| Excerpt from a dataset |
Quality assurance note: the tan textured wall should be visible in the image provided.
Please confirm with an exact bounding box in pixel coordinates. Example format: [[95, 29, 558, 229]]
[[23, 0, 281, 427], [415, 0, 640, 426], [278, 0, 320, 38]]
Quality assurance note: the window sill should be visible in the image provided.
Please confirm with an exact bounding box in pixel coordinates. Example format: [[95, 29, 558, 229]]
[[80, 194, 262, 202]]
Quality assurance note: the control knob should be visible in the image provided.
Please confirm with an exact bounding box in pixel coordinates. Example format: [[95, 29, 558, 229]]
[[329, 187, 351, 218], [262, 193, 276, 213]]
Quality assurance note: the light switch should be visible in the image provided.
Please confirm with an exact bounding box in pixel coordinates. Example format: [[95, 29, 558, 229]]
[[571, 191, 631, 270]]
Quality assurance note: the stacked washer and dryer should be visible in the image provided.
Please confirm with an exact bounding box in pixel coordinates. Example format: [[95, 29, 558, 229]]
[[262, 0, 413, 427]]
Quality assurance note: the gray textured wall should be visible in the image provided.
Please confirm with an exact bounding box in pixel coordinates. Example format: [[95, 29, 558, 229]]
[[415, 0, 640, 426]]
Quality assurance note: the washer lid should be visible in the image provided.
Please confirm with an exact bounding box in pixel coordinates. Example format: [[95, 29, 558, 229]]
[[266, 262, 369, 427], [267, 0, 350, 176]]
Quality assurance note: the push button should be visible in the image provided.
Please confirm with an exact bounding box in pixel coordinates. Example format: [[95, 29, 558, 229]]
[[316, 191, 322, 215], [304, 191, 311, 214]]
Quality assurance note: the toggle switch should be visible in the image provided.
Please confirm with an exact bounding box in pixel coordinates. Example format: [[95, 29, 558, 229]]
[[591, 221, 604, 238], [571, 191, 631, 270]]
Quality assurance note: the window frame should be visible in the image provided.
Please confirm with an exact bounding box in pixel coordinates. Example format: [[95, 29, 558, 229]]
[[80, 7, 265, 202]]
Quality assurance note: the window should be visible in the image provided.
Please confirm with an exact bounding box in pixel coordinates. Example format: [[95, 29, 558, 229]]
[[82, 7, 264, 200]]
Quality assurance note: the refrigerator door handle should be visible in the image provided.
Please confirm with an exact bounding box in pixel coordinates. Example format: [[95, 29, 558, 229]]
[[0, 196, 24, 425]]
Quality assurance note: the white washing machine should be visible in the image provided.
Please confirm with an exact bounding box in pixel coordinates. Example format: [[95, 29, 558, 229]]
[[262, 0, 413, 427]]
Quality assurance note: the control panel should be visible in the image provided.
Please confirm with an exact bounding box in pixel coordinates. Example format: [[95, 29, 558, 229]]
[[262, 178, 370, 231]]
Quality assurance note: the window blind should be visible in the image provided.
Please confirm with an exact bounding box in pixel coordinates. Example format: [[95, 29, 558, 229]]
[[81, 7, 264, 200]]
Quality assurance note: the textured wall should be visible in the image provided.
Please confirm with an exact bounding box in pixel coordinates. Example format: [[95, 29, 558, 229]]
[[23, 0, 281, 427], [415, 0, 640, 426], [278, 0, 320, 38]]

| TASK GOAL |
Render every line above as a JSON list of strings, one string per line, omitting blank lines.

| IN RESPONSE |
[
  "Quality assurance note: the tan textured wall should be visible in the image provided.",
  "Please confirm with an exact bounding box in pixel coordinates. Example format: [[95, 29, 558, 229]]",
  "[[23, 0, 281, 427], [415, 0, 640, 426], [278, 0, 320, 38]]",
  "Quality assurance note: the window sill should be visible in the image provided.",
  "Please confirm with an exact bounding box in pixel coordinates. Example format: [[95, 29, 558, 229]]",
  "[[80, 194, 262, 202]]",
  "Quality assurance note: the control knob should be visible in the image provided.",
  "Please confirm with an exact bounding box in pixel coordinates. Example format: [[95, 29, 558, 229]]",
  "[[329, 187, 351, 218], [262, 193, 276, 213]]",
  "Quality assurance note: the light switch should be visible in the image provided.",
  "Please confirm with an exact bounding box in pixel coordinates. Example format: [[95, 29, 558, 229]]",
  "[[571, 191, 631, 270]]",
  "Quality assurance note: the stacked washer and dryer should be visible in the image provided.",
  "Please confirm with an exact bounding box in pixel coordinates. Example format: [[95, 29, 558, 229]]",
  "[[262, 0, 413, 427]]",
  "Quality assurance note: the gray textured wall should be visible in the image provided.",
  "Please confirm with an exact bounding box in pixel coordinates. Example format: [[95, 29, 558, 229]]",
  "[[415, 0, 640, 426]]",
  "Quality assurance note: the washer lid should be visible in the image provided.",
  "Please confirm with an exact bounding box in pixel coordinates. Example format: [[95, 29, 558, 229]]",
  "[[266, 262, 369, 427], [267, 0, 350, 176]]",
  "Quality assurance note: the push button should be visible in the image provided.",
  "Please confirm with an exact bounding box in pixel coordinates. Example format: [[95, 29, 558, 229]]",
  "[[316, 191, 322, 215], [304, 191, 311, 214]]",
  "Quality assurance note: the toggle switch should be visible in the image provided.",
  "Please confirm with an exact bounding box in pixel coordinates. Example format: [[95, 29, 558, 229]]",
  "[[591, 221, 604, 238], [571, 191, 631, 270]]",
  "Quality assurance note: the window frame should be visible in the image provided.",
  "Please confirm with an exact bounding box in pixel coordinates. Example format: [[95, 29, 558, 229]]",
  "[[80, 7, 265, 202]]",
  "Quality assurance note: the window should be visible in the image provided.",
  "Please confirm with an exact bounding box in pixel coordinates. Example format: [[95, 29, 558, 229]]",
  "[[82, 7, 264, 200]]",
  "Quality assurance note: the refrigerator door handle should be visible in the image provided.",
  "Please confirm with an exact bounding box in pixel coordinates. Example format: [[95, 29, 558, 229]]",
  "[[0, 196, 24, 425]]",
  "Quality assurance note: the white washing machine should be visible in the image provided.",
  "Please confirm with an exact bounding box in pixel coordinates. Example format: [[95, 29, 558, 229]]",
  "[[262, 0, 413, 427]]",
  "Quality assurance note: the control panel should be visible in the image provided.",
  "Please confirm with an exact bounding box in pixel coordinates. Example format: [[95, 29, 558, 229]]",
  "[[262, 178, 370, 231]]",
  "Quality assurance note: the window blind should be visible in the image provided.",
  "Please confirm with an exact bounding box in pixel coordinates. Example format: [[95, 29, 558, 229]]",
  "[[81, 7, 264, 200]]",
  "Quality assurance note: the textured wall should be visible in the image provided.",
  "Please confirm with an exact bounding box in pixel coordinates. Example format: [[95, 29, 558, 229]]",
  "[[23, 0, 281, 427], [415, 0, 640, 426], [278, 0, 320, 38]]"
]